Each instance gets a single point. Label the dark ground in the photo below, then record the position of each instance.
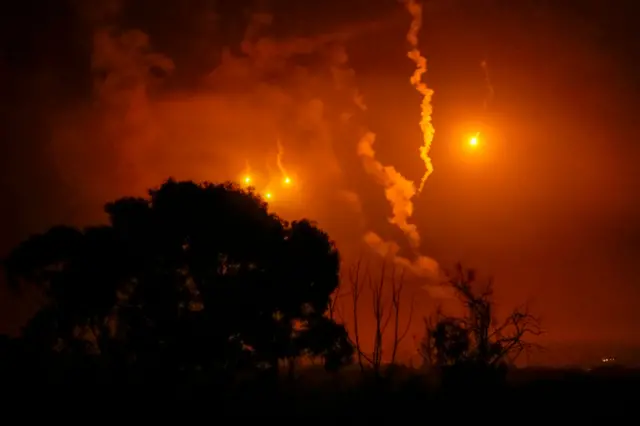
(529, 395)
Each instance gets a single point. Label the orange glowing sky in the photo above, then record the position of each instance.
(545, 200)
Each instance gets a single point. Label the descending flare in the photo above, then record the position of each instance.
(415, 9)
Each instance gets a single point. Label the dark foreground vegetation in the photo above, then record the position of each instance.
(199, 297)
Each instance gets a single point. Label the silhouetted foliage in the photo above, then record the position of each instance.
(476, 343)
(194, 277)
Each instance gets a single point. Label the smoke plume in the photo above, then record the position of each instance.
(415, 9)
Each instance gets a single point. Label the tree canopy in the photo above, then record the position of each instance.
(193, 276)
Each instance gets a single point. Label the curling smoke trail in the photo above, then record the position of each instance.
(415, 9)
(284, 173)
(397, 189)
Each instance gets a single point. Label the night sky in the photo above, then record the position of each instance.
(101, 99)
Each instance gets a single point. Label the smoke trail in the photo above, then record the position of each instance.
(415, 9)
(397, 189)
(490, 92)
(284, 173)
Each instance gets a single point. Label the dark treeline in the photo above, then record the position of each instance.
(197, 290)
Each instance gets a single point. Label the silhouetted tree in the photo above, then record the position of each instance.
(477, 338)
(197, 276)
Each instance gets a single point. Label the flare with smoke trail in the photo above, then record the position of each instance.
(415, 9)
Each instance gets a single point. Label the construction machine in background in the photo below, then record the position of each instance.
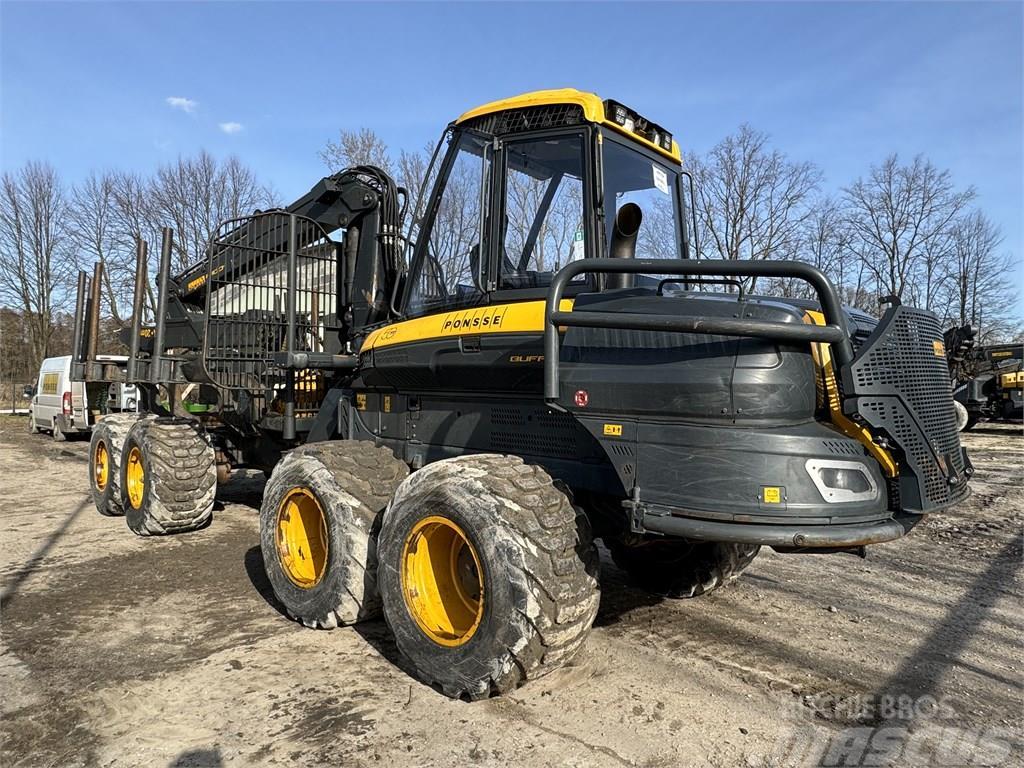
(455, 394)
(987, 382)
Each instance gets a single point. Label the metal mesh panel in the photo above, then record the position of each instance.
(527, 119)
(901, 381)
(248, 307)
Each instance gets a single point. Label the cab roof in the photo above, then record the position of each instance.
(593, 110)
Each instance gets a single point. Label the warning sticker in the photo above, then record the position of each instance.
(660, 179)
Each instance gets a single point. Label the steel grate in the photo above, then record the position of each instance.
(527, 119)
(247, 306)
(901, 381)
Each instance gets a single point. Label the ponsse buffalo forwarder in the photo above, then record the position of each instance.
(454, 394)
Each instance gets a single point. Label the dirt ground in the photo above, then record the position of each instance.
(124, 651)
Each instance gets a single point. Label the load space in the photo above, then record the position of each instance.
(454, 392)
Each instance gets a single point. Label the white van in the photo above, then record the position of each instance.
(59, 403)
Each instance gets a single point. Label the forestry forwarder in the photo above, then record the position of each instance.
(449, 414)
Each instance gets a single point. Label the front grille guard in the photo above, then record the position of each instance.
(898, 386)
(896, 382)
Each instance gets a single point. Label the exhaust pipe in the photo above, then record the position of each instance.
(624, 243)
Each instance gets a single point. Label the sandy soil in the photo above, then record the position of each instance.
(123, 651)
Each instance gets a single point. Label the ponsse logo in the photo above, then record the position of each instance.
(481, 320)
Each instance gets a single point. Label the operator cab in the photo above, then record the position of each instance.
(529, 183)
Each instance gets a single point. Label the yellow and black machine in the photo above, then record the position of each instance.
(454, 393)
(987, 382)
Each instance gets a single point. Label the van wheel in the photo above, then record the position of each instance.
(105, 449)
(679, 568)
(318, 525)
(168, 477)
(487, 574)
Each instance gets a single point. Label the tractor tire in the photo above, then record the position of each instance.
(318, 524)
(168, 477)
(487, 572)
(963, 418)
(682, 569)
(105, 448)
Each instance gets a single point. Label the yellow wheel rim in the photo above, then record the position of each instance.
(442, 581)
(302, 538)
(100, 466)
(135, 477)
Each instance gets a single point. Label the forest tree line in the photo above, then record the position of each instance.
(904, 228)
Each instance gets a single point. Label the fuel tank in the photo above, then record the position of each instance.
(700, 379)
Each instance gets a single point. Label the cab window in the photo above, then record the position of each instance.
(543, 223)
(449, 268)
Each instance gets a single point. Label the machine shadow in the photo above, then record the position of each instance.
(922, 673)
(258, 578)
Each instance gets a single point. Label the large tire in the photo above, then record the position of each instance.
(168, 477)
(105, 446)
(318, 523)
(522, 595)
(678, 568)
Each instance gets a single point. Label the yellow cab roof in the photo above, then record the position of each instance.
(593, 110)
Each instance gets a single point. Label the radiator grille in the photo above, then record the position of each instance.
(247, 306)
(901, 384)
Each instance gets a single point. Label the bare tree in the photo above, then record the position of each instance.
(37, 266)
(978, 292)
(752, 201)
(361, 146)
(92, 217)
(195, 195)
(899, 215)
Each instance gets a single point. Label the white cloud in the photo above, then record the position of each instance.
(180, 102)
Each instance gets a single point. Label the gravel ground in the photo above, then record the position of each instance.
(123, 651)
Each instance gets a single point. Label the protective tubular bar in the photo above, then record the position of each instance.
(78, 353)
(834, 332)
(138, 296)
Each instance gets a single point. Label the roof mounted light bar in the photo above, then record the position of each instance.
(634, 123)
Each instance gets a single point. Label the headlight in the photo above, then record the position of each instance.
(842, 481)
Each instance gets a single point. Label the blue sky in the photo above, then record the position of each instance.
(86, 85)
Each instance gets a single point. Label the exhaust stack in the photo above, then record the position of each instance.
(624, 243)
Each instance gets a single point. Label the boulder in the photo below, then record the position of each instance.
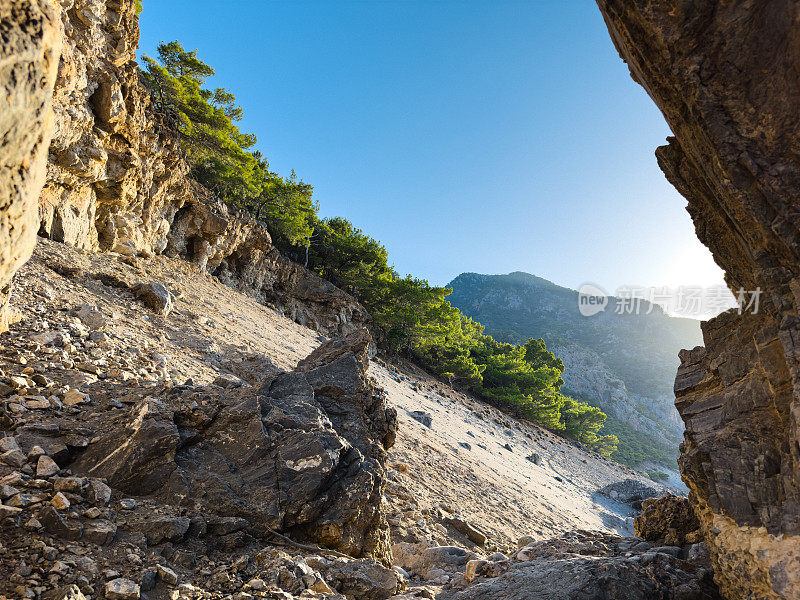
(724, 76)
(589, 566)
(30, 47)
(307, 458)
(629, 491)
(156, 297)
(668, 520)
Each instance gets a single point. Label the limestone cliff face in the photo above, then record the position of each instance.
(29, 50)
(116, 180)
(725, 77)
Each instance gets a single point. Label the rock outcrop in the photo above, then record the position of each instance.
(30, 43)
(116, 179)
(725, 77)
(668, 520)
(304, 454)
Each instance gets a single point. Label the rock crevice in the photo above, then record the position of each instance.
(725, 77)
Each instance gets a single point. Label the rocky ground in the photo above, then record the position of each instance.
(125, 392)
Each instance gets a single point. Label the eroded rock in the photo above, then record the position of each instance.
(307, 457)
(724, 77)
(30, 46)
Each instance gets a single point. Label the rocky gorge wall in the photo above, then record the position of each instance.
(725, 76)
(29, 51)
(116, 180)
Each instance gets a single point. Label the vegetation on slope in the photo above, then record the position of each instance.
(411, 317)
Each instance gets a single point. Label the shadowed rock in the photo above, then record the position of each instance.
(304, 454)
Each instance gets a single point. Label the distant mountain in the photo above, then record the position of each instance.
(622, 363)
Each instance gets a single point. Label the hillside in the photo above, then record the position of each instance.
(622, 363)
(97, 379)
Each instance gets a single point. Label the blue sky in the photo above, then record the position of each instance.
(466, 136)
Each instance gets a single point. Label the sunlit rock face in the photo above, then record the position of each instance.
(115, 178)
(29, 50)
(725, 76)
(117, 181)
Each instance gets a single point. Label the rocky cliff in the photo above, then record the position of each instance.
(725, 77)
(623, 363)
(29, 49)
(116, 180)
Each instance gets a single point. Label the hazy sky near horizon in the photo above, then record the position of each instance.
(466, 136)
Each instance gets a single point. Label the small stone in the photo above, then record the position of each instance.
(156, 297)
(100, 532)
(127, 504)
(35, 452)
(92, 513)
(6, 491)
(90, 316)
(257, 585)
(525, 540)
(46, 467)
(73, 485)
(23, 500)
(9, 511)
(423, 417)
(122, 589)
(98, 492)
(167, 575)
(8, 443)
(15, 458)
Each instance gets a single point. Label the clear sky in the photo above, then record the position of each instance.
(466, 136)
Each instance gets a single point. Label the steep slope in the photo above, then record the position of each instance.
(29, 50)
(161, 405)
(724, 75)
(623, 363)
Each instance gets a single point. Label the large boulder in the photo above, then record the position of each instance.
(724, 75)
(30, 45)
(304, 454)
(667, 520)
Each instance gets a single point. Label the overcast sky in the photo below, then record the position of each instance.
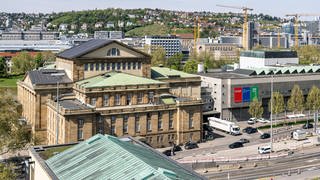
(271, 7)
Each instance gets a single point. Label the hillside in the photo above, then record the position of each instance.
(150, 30)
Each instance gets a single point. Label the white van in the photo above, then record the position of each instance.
(264, 150)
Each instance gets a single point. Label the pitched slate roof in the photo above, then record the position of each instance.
(48, 76)
(92, 45)
(107, 157)
(84, 48)
(115, 79)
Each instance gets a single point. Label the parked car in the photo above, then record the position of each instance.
(264, 150)
(262, 120)
(191, 145)
(265, 136)
(167, 152)
(206, 127)
(307, 126)
(251, 121)
(235, 145)
(244, 140)
(250, 130)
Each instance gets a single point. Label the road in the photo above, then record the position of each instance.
(294, 164)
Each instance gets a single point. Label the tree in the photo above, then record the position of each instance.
(14, 135)
(22, 63)
(296, 100)
(3, 67)
(255, 108)
(174, 62)
(313, 99)
(277, 103)
(38, 60)
(191, 66)
(7, 172)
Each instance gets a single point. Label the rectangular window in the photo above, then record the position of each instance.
(150, 97)
(80, 129)
(91, 66)
(190, 120)
(140, 97)
(117, 100)
(125, 124)
(170, 119)
(149, 122)
(93, 101)
(129, 97)
(100, 123)
(159, 121)
(113, 125)
(97, 66)
(102, 66)
(137, 123)
(106, 100)
(134, 65)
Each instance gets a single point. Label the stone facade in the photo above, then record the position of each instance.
(120, 110)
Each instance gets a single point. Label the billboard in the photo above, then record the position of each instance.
(254, 92)
(246, 94)
(237, 94)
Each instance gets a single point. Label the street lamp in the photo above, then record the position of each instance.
(59, 75)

== Exercise details ==
Reproduce the material above exactly, but only from the line with "Each instance gets a single point. Label the large boulder" through its last line, leaving pictures out.

== Solution to this exercise ==
Each instance gets a single point. Label the large boulder in the photo above, then record the position of each instance.
(724, 75)
(30, 45)
(304, 454)
(667, 520)
Each instance gets a single point. Label the overcast sky in the photo below, then record the position of each instance.
(271, 7)
Each instance gets a single point. Label the hillside in the photo above, then record the position of each instance.
(150, 30)
Each instance gets a single point. Label the white van in the photo above, then record the position of each instance.
(264, 150)
Each instance gets a single point. Label the pitched slate roof in the photo above, then record the position of each instance.
(48, 76)
(92, 45)
(107, 157)
(84, 48)
(115, 79)
Each instance gets a single point. Label the parked car in the photo above, then record the position of each instance.
(264, 150)
(262, 120)
(191, 145)
(265, 136)
(167, 152)
(206, 127)
(307, 126)
(251, 121)
(235, 145)
(244, 140)
(250, 130)
Each instance gets a single point. Label the road in the photo above, then record the position of each instance.
(294, 164)
Each instance gets a single point. Label the tree in the photo above, then record the position of each instance.
(14, 135)
(22, 63)
(296, 100)
(3, 67)
(255, 108)
(174, 62)
(313, 99)
(277, 103)
(38, 60)
(191, 66)
(7, 172)
Each instance gets a single point. Label the rectangular window in the photo above, then record the position of each instance.
(150, 97)
(80, 129)
(91, 66)
(190, 120)
(140, 97)
(117, 100)
(125, 124)
(170, 119)
(149, 122)
(93, 101)
(129, 97)
(100, 123)
(159, 121)
(113, 125)
(97, 66)
(102, 66)
(137, 123)
(106, 100)
(134, 65)
Each instance gets a single point. Label the stone facade in the photo above, then record the position of each instance.
(120, 110)
Each instance gets a single point. Label the billboard in the photo above, then record the position of each instance.
(254, 92)
(246, 94)
(237, 94)
Each instance gets a single point. Label the street lamp in the photo above, then record the position of each instance.
(59, 75)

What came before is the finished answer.